# EXERCISE OBJECTIVE
Write out the listing below exactly, and omit any images you find in it.

*** Begin section ***

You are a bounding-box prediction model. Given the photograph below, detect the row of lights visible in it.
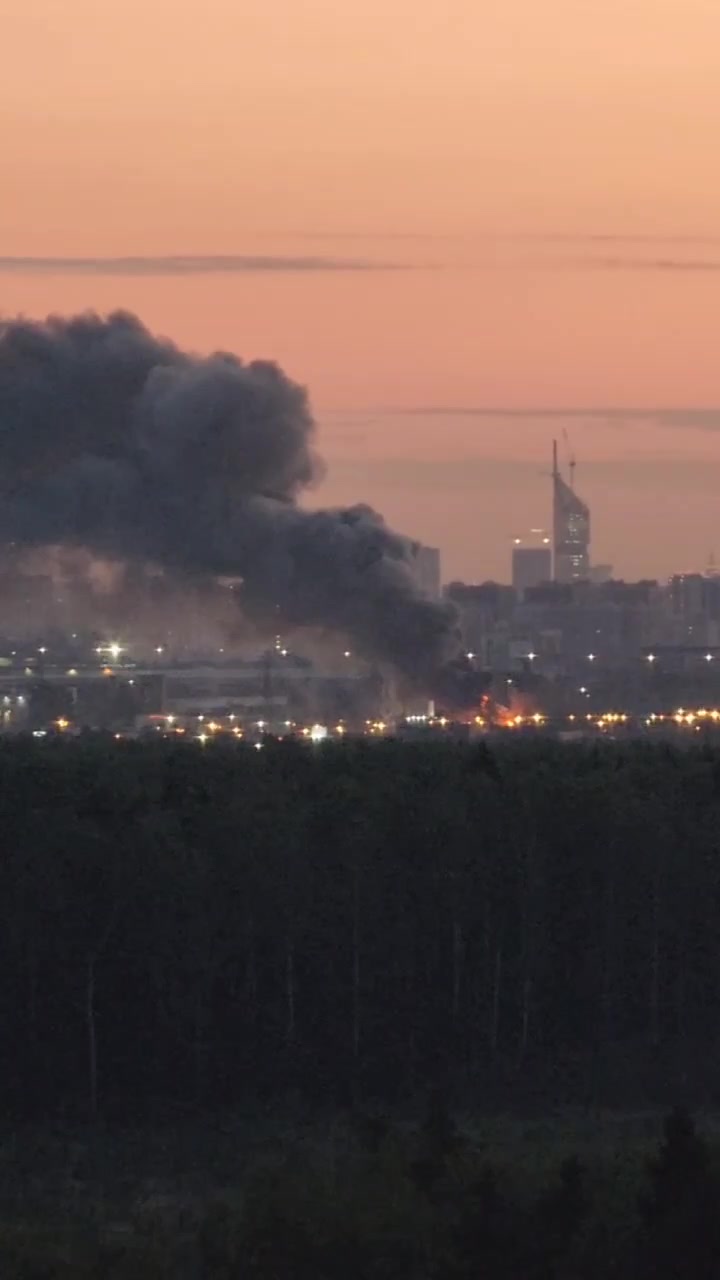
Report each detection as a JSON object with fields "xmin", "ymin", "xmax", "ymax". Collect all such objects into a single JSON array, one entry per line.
[
  {"xmin": 564, "ymin": 709, "xmax": 720, "ymax": 728},
  {"xmin": 28, "ymin": 708, "xmax": 720, "ymax": 742},
  {"xmin": 646, "ymin": 653, "xmax": 718, "ymax": 663},
  {"xmin": 527, "ymin": 653, "xmax": 718, "ymax": 665},
  {"xmin": 500, "ymin": 713, "xmax": 546, "ymax": 728}
]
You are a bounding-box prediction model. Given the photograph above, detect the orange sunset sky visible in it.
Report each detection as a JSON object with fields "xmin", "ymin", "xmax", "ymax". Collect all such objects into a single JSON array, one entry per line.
[{"xmin": 3, "ymin": 0, "xmax": 720, "ymax": 582}]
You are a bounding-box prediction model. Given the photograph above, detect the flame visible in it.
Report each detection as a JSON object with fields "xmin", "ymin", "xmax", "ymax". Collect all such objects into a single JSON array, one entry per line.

*** End section ***

# PROBLEM SOLUTION
You are a bounding-box prediction model. Given the photograph below, detect the row of lights visible in it.
Report each detection as a JSON object with fields "xmin", "ymin", "xmax", "ymax". Collect all such objects into a single JSON array, one entry per line.
[
  {"xmin": 564, "ymin": 709, "xmax": 720, "ymax": 728},
  {"xmin": 28, "ymin": 708, "xmax": 720, "ymax": 742},
  {"xmin": 646, "ymin": 653, "xmax": 718, "ymax": 663},
  {"xmin": 527, "ymin": 653, "xmax": 718, "ymax": 665},
  {"xmin": 500, "ymin": 713, "xmax": 546, "ymax": 728}
]
You are a bounding-box prediction model. Given the photograph above, detect the orange sunset sky visible in it.
Report each detection as a JSON object with fields "xmin", "ymin", "xmax", "ymax". Collect all such objects into a single JSON array, one entry per line.
[{"xmin": 3, "ymin": 0, "xmax": 720, "ymax": 582}]
You are a bounding-box prediction model. Given the photograph above, detect the flame visible in it.
Report each detection as a JSON object with fields "xmin", "ymin", "xmax", "ymax". Collect all such objects into a single JSON array, one entry per line.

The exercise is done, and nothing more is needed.